Dataset items:
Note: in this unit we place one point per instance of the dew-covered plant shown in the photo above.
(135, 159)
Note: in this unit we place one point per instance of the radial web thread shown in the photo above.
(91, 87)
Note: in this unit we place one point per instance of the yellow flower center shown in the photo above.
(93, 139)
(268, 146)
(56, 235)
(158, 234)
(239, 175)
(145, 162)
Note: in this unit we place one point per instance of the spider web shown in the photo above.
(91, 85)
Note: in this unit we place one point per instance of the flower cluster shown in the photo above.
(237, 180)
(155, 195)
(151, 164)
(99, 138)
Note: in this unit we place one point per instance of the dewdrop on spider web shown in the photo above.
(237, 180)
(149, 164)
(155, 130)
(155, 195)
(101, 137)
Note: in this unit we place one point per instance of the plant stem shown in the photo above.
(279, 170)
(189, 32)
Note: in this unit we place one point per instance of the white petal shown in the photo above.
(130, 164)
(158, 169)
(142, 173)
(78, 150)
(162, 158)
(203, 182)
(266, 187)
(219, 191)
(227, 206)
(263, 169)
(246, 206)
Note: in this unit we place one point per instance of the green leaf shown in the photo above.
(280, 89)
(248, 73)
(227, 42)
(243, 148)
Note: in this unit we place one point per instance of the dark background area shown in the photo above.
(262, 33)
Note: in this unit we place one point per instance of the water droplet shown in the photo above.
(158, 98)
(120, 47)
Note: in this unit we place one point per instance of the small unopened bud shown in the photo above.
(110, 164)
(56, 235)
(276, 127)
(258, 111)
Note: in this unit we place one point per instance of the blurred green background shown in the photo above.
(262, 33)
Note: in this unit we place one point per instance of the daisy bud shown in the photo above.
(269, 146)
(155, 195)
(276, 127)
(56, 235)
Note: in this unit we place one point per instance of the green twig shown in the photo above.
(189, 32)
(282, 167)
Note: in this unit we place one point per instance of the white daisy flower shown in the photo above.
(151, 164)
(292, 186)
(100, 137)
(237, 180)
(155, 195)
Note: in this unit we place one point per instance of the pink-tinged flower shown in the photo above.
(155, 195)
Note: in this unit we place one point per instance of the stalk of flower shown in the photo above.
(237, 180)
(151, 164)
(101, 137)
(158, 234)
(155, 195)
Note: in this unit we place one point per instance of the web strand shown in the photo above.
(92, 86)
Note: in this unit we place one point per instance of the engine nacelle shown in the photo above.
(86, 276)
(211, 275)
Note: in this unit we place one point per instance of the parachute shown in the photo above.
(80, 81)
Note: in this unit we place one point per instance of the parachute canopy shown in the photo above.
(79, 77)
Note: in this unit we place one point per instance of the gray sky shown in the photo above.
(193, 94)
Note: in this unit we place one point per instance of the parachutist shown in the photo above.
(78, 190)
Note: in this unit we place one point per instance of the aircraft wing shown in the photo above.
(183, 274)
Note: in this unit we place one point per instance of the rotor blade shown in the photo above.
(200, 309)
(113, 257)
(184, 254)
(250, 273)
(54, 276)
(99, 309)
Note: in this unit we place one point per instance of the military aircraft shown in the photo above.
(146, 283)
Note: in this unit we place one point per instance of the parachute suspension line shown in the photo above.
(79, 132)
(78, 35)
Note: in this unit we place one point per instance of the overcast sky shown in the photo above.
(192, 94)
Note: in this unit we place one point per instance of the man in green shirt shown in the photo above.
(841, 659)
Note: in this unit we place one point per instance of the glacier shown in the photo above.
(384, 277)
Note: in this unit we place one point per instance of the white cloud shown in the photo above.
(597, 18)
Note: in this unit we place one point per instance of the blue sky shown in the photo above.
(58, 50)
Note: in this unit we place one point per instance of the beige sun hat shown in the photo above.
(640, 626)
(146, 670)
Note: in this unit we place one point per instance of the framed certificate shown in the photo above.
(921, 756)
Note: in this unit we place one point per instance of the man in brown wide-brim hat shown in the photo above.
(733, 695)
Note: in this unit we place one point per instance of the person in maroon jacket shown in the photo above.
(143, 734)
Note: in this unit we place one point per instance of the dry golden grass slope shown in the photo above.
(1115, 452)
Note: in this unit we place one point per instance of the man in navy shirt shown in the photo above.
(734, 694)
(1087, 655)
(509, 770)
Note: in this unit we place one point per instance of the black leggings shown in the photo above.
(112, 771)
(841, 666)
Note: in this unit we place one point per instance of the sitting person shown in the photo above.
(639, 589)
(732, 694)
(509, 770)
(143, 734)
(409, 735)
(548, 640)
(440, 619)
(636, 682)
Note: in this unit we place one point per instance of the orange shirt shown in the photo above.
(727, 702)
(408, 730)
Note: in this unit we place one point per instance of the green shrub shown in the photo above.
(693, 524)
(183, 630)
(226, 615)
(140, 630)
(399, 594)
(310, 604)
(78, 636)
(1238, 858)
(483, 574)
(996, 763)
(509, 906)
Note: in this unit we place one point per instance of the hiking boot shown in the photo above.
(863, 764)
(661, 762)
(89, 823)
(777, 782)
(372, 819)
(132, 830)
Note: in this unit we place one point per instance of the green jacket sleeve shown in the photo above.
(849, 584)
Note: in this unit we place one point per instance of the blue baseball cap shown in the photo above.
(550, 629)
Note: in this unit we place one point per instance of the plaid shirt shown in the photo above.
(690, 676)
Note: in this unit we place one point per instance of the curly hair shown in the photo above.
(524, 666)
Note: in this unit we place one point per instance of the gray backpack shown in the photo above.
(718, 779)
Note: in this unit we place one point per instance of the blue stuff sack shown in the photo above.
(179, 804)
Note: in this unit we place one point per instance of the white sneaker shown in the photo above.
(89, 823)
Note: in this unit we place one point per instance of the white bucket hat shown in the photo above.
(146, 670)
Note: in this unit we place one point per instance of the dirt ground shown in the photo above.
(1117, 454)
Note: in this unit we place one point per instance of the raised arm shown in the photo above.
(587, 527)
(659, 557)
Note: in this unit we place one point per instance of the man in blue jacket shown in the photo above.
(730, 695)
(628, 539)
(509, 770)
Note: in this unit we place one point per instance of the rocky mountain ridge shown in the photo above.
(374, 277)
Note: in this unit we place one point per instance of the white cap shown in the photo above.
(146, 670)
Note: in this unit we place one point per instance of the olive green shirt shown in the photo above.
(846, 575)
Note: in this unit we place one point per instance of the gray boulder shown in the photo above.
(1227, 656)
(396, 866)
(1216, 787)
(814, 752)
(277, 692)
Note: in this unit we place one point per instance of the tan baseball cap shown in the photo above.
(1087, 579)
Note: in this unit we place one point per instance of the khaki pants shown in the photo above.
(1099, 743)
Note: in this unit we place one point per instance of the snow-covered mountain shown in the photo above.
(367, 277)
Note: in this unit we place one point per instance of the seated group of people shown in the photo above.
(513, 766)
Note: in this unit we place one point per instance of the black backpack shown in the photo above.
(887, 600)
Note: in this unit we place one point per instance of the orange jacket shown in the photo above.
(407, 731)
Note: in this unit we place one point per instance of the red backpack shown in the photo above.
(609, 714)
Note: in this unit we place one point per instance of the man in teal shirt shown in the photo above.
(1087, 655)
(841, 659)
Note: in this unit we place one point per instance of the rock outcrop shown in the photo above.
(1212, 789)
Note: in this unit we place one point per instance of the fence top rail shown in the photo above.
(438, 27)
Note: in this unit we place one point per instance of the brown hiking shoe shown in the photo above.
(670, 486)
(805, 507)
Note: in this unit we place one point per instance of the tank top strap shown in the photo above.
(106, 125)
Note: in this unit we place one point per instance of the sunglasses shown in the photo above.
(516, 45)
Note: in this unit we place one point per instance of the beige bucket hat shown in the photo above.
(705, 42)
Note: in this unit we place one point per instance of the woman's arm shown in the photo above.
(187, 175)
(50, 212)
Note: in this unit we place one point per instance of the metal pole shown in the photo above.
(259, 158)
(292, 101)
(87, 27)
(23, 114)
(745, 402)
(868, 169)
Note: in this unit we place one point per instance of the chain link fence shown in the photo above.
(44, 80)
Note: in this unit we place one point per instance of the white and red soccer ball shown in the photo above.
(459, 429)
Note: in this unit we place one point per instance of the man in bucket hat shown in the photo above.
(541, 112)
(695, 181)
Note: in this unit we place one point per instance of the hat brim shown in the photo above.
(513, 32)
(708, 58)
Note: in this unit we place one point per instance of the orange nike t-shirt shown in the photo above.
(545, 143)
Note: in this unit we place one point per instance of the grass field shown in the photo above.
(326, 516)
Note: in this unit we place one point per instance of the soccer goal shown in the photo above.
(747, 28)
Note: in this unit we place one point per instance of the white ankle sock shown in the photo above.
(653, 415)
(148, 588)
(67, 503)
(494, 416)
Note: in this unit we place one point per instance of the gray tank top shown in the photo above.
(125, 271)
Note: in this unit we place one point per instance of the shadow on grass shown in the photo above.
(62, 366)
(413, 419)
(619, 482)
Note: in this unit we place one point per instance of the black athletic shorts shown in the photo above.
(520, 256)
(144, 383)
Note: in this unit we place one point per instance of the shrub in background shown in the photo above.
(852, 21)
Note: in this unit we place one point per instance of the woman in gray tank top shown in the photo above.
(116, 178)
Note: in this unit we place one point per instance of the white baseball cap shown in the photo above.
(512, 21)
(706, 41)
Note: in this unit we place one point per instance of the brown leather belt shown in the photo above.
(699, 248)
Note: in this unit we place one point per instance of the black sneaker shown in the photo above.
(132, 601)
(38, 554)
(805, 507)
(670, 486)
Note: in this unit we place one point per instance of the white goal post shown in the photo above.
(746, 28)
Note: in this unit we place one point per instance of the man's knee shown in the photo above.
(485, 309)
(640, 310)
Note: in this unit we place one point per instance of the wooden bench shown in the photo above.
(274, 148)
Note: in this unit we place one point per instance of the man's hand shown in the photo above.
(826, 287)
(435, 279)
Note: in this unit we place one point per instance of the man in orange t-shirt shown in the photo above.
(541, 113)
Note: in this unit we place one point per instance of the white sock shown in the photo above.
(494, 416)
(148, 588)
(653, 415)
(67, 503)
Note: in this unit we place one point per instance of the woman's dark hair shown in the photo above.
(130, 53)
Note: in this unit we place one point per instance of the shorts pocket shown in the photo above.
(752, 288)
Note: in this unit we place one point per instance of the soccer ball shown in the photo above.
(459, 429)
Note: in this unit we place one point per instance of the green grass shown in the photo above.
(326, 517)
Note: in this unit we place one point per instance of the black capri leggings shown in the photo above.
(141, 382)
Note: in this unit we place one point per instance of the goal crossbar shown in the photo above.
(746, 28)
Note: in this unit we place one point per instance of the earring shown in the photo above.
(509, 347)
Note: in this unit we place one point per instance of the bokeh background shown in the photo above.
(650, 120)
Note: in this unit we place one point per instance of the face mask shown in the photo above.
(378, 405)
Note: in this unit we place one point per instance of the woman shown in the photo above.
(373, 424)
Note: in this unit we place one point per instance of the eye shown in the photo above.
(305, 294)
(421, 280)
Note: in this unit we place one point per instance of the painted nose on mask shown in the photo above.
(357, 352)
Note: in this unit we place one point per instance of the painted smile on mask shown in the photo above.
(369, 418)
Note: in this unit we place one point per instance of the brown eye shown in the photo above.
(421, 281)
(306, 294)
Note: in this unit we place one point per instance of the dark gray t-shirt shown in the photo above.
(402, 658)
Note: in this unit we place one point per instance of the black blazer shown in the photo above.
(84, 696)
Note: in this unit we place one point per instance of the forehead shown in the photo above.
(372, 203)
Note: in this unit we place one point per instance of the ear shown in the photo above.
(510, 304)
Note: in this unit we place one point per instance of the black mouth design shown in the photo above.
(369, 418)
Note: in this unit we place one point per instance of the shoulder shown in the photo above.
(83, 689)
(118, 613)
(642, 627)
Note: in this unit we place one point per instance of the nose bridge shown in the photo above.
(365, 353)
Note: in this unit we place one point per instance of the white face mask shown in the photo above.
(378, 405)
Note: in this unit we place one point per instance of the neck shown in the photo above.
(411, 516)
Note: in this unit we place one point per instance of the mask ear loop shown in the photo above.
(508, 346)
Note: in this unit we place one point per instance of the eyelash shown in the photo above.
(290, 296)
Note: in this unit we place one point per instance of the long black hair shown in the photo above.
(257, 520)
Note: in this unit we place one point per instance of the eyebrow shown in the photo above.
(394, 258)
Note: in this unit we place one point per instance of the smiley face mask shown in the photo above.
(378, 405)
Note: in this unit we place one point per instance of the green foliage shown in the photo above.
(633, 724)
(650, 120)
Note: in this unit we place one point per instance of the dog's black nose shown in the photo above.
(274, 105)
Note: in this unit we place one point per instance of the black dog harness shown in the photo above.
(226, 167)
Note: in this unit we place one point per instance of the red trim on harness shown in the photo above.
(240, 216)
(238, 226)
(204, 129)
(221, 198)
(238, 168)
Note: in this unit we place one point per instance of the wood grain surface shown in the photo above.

Instruction:
In the records above, return only the line that contains "smiley face mask shown in the photo above." and every line after it through the last, exactly as they appear.

Response to this task:
Note: in this unit we place one point per instance of the smiley face mask shown in the photo above.
(378, 405)
Note: in this unit we place one point per instance of the green foliage shown in the photo above.
(633, 724)
(650, 120)
Note: in this unit we place one point per instance of the dog's black nose shown in the photo above.
(274, 105)
Note: in this unit we place one point per instance of the black dog harness shown in the photo above.
(226, 167)
Note: in this unit we place one point per instance of the red trim on harness shown in the photo above.
(240, 216)
(238, 226)
(204, 129)
(221, 198)
(238, 168)
Note: in this unit we place one point per instance of the wood grain surface shown in the photo above.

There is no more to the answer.